===== Records shown

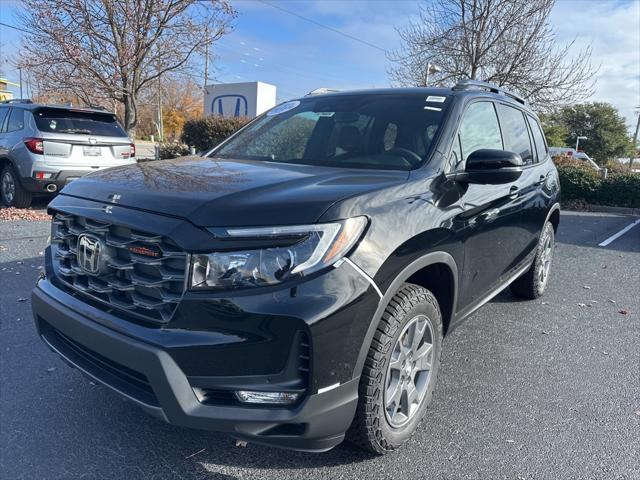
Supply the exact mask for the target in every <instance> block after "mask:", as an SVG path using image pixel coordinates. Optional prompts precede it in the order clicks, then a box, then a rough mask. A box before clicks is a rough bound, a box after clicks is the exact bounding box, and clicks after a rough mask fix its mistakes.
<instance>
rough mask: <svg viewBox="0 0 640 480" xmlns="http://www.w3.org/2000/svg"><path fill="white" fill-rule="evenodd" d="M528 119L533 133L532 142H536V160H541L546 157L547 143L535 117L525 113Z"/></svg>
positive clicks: (543, 159) (527, 118) (532, 133)
mask: <svg viewBox="0 0 640 480" xmlns="http://www.w3.org/2000/svg"><path fill="white" fill-rule="evenodd" d="M527 119H528V120H529V126H530V127H531V133H532V134H533V143H535V144H536V152H538V161H539V162H542V161H544V159H545V158H546V157H547V144H546V142H545V141H544V134H543V133H542V129H541V128H540V124H539V123H538V122H537V120H536V119H535V118H533V117H532V116H530V115H527Z"/></svg>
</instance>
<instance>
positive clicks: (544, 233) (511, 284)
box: [511, 222, 555, 300]
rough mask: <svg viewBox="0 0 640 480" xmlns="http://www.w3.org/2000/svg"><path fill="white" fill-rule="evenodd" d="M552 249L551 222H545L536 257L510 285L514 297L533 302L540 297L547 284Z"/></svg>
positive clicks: (553, 244)
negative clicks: (523, 271)
mask: <svg viewBox="0 0 640 480" xmlns="http://www.w3.org/2000/svg"><path fill="white" fill-rule="evenodd" d="M554 247H555V234H554V231H553V225H551V222H547V223H546V224H545V226H544V228H543V229H542V234H541V235H540V240H539V241H538V248H537V250H536V257H535V259H534V261H533V264H532V265H531V268H530V269H529V270H527V271H526V272H525V273H524V274H523V275H522V276H521V277H519V278H517V279H516V280H515V281H514V282H513V283H512V284H511V291H512V292H513V294H514V295H516V296H517V297H520V298H526V299H527V300H534V299H536V298H538V297H540V296H542V294H543V293H544V291H545V289H546V288H547V283H548V282H549V274H550V273H551V261H552V260H553V249H554Z"/></svg>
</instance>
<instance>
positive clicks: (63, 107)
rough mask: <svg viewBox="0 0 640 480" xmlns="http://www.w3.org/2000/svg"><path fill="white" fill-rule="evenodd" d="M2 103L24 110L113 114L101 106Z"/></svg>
mask: <svg viewBox="0 0 640 480" xmlns="http://www.w3.org/2000/svg"><path fill="white" fill-rule="evenodd" d="M2 105H3V103H2V102H0V106H2ZM4 105H7V106H10V107H19V108H23V109H25V110H36V109H38V108H57V109H61V110H75V111H80V112H93V113H106V114H112V115H114V113H113V112H110V111H109V110H103V109H101V108H91V107H77V106H76V107H74V106H70V105H56V104H51V103H31V102H29V103H27V102H19V101H18V102H16V101H15V100H14V101H9V102H6V103H4Z"/></svg>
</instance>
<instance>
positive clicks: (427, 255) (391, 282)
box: [353, 251, 458, 377]
mask: <svg viewBox="0 0 640 480" xmlns="http://www.w3.org/2000/svg"><path fill="white" fill-rule="evenodd" d="M442 280H445V281H444V282H443V281H442ZM404 283H415V284H417V285H420V286H422V287H424V288H427V289H429V290H431V292H432V293H433V294H434V295H435V296H436V299H437V300H438V303H439V304H440V308H441V312H442V320H443V327H444V331H445V332H446V328H447V327H448V326H449V324H450V321H451V319H452V317H453V315H454V312H455V309H456V302H457V299H458V265H457V264H456V261H455V259H454V258H453V256H451V254H449V253H447V252H440V251H438V252H431V253H427V254H426V255H424V256H422V257H420V258H418V259H416V260H414V261H413V262H411V263H410V264H409V265H407V266H406V267H405V268H404V269H403V270H402V271H401V272H400V273H399V274H398V275H397V276H396V277H395V278H394V280H393V281H392V282H391V284H390V285H389V286H388V287H387V289H386V291H385V293H384V295H383V296H382V298H380V300H379V302H378V307H377V308H376V311H375V313H374V315H373V317H372V319H371V323H370V324H369V328H368V329H367V333H366V335H365V337H364V340H363V342H362V346H361V347H360V352H359V353H358V358H357V361H356V365H355V368H354V375H353V376H354V377H358V376H359V375H360V374H361V372H362V369H363V367H364V363H365V360H366V358H367V353H368V351H369V347H370V346H371V342H372V340H373V336H374V334H375V331H376V329H377V328H378V324H379V322H380V319H381V318H382V314H383V313H384V310H385V309H386V308H387V305H388V304H389V302H390V301H391V299H392V298H393V296H394V295H395V294H396V293H397V292H398V290H399V289H400V287H401V286H402V285H403V284H404ZM441 302H442V303H441Z"/></svg>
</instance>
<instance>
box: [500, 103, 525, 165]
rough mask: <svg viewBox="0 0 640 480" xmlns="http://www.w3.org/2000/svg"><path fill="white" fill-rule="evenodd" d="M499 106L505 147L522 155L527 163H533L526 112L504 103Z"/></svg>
mask: <svg viewBox="0 0 640 480" xmlns="http://www.w3.org/2000/svg"><path fill="white" fill-rule="evenodd" d="M498 108H499V109H500V120H501V121H502V134H503V135H504V149H505V150H508V151H510V152H515V153H517V154H518V155H520V156H521V157H522V161H523V162H524V163H525V165H527V164H531V163H533V150H532V149H531V140H530V138H529V131H528V129H527V123H526V122H525V119H524V114H523V113H522V112H521V111H520V110H518V109H517V108H512V107H509V106H507V105H503V104H500V105H499V107H498Z"/></svg>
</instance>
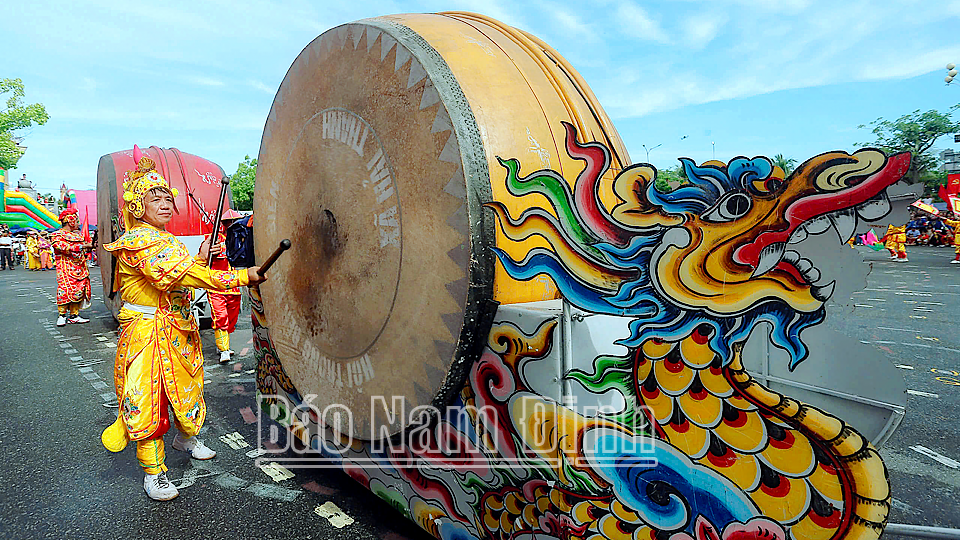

==========

### Work request
Without including the pictures, reproduce all entries exactly.

### Your response
Supply the exact mask for the target in every <instance> block after "mask:", as an SVG path using image pixel coordinates. Optional prompts precede it in the order clicks, then a box, then a rough mask. A box before clicks is a rough bound, a box after clicks is the exact bounding box, and clicks after a rough mask fix its mistakes.
<instance>
rough mask: <svg viewBox="0 0 640 480" xmlns="http://www.w3.org/2000/svg"><path fill="white" fill-rule="evenodd" d="M528 119L533 133L532 142H536V160H541L546 157L547 143L535 117L525 113Z"/></svg>
positive clicks: (543, 159) (527, 118) (532, 133)
mask: <svg viewBox="0 0 640 480" xmlns="http://www.w3.org/2000/svg"><path fill="white" fill-rule="evenodd" d="M527 119H528V120H529V126H530V127H531V133H532V134H533V143H535V144H536V152H538V161H539V162H542V161H544V159H545V158H546V157H547V144H546V142H545V141H544V134H543V133H542V129H541V128H540V124H539V123H538V122H537V120H536V119H535V118H533V117H532V116H530V115H527Z"/></svg>
</instance>
<instance>
positive clicks: (544, 233) (511, 284)
box: [511, 222, 555, 300]
rough mask: <svg viewBox="0 0 640 480" xmlns="http://www.w3.org/2000/svg"><path fill="white" fill-rule="evenodd" d="M552 249L551 222H545L536 257L510 285L514 297L533 302L540 297L547 284Z"/></svg>
positive clicks: (553, 244)
negative clicks: (523, 271)
mask: <svg viewBox="0 0 640 480" xmlns="http://www.w3.org/2000/svg"><path fill="white" fill-rule="evenodd" d="M554 247H555V234H554V231H553V225H551V222H547V223H546V224H545V226H544V228H543V229H542V234H541V235H540V240H539V241H538V248H537V250H536V257H535V259H534V261H533V264H532V265H531V268H530V269H529V270H527V271H526V272H525V273H524V274H523V275H522V276H521V277H519V278H517V279H516V280H515V281H514V282H513V283H512V284H511V291H512V292H513V294H514V295H516V296H517V297H520V298H526V299H527V300H534V299H536V298H538V297H540V296H542V294H543V293H544V291H545V289H546V288H547V283H548V282H549V274H550V273H551V261H552V260H553V249H554Z"/></svg>
</instance>
<instance>
positive clicks: (63, 107)
rough mask: <svg viewBox="0 0 640 480" xmlns="http://www.w3.org/2000/svg"><path fill="white" fill-rule="evenodd" d="M2 103L24 110L113 114L101 106Z"/></svg>
mask: <svg viewBox="0 0 640 480" xmlns="http://www.w3.org/2000/svg"><path fill="white" fill-rule="evenodd" d="M2 105H3V103H2V102H0V106H2ZM4 105H7V106H10V107H19V108H23V109H25V110H36V109H38V108H57V109H61V110H75V111H80V112H93V113H106V114H112V115H114V113H113V112H110V111H109V110H103V109H101V108H91V107H77V106H76V107H74V106H70V105H56V104H51V103H31V102H29V103H27V102H19V101H18V102H16V101H15V100H14V101H9V102H6V103H4Z"/></svg>
</instance>
<instance>
positive clicks: (427, 255) (391, 282)
box: [353, 251, 458, 377]
mask: <svg viewBox="0 0 640 480" xmlns="http://www.w3.org/2000/svg"><path fill="white" fill-rule="evenodd" d="M442 280H445V281H444V282H443V281H442ZM404 283H415V284H417V285H420V286H422V287H424V288H427V289H429V290H431V292H432V293H433V294H434V295H435V296H436V299H437V300H438V303H439V304H440V308H441V312H442V320H443V327H444V331H445V332H446V328H447V327H448V326H449V324H450V321H451V319H452V317H453V315H454V312H455V309H456V302H457V299H458V265H457V264H456V261H455V259H454V258H453V256H451V254H449V253H447V252H440V251H438V252H431V253H427V254H426V255H424V256H422V257H420V258H418V259H416V260H414V261H413V262H411V263H410V264H409V265H407V266H406V267H405V268H404V269H403V270H402V271H401V272H400V273H399V274H398V275H397V276H396V277H395V278H394V280H393V281H392V282H391V284H390V285H389V286H388V287H387V289H386V291H385V293H384V295H383V296H382V298H380V300H379V302H378V307H377V308H376V311H375V313H374V315H373V317H372V319H371V323H370V324H369V328H368V329H367V333H366V335H365V337H364V340H363V342H362V346H361V347H360V352H359V353H358V358H357V361H356V365H355V368H354V375H353V376H354V377H358V376H359V375H360V374H361V372H362V369H363V367H364V363H365V360H366V358H367V353H368V351H369V347H370V346H371V342H372V340H373V336H374V334H375V331H376V329H377V328H378V324H379V322H380V319H381V318H382V314H383V313H384V310H385V309H386V308H387V305H388V304H389V302H390V301H391V299H392V298H393V296H394V295H395V294H396V293H397V292H398V290H399V289H400V287H401V286H402V285H403V284H404ZM441 302H442V303H441Z"/></svg>
</instance>
<instance>
box: [500, 103, 525, 165]
rough mask: <svg viewBox="0 0 640 480" xmlns="http://www.w3.org/2000/svg"><path fill="white" fill-rule="evenodd" d="M499 106L505 147L522 155L527 163H533L526 112L504 103Z"/></svg>
mask: <svg viewBox="0 0 640 480" xmlns="http://www.w3.org/2000/svg"><path fill="white" fill-rule="evenodd" d="M498 108H499V109H500V120H501V121H502V134H503V135H504V149H505V150H508V151H510V152H515V153H517V154H518V155H520V156H521V157H522V161H523V162H524V163H525V165H527V164H531V163H533V150H532V149H531V140H530V138H529V131H528V129H527V123H526V122H525V119H524V114H523V113H522V112H521V111H520V110H518V109H517V108H512V107H509V106H507V105H503V104H500V105H499V107H498Z"/></svg>
</instance>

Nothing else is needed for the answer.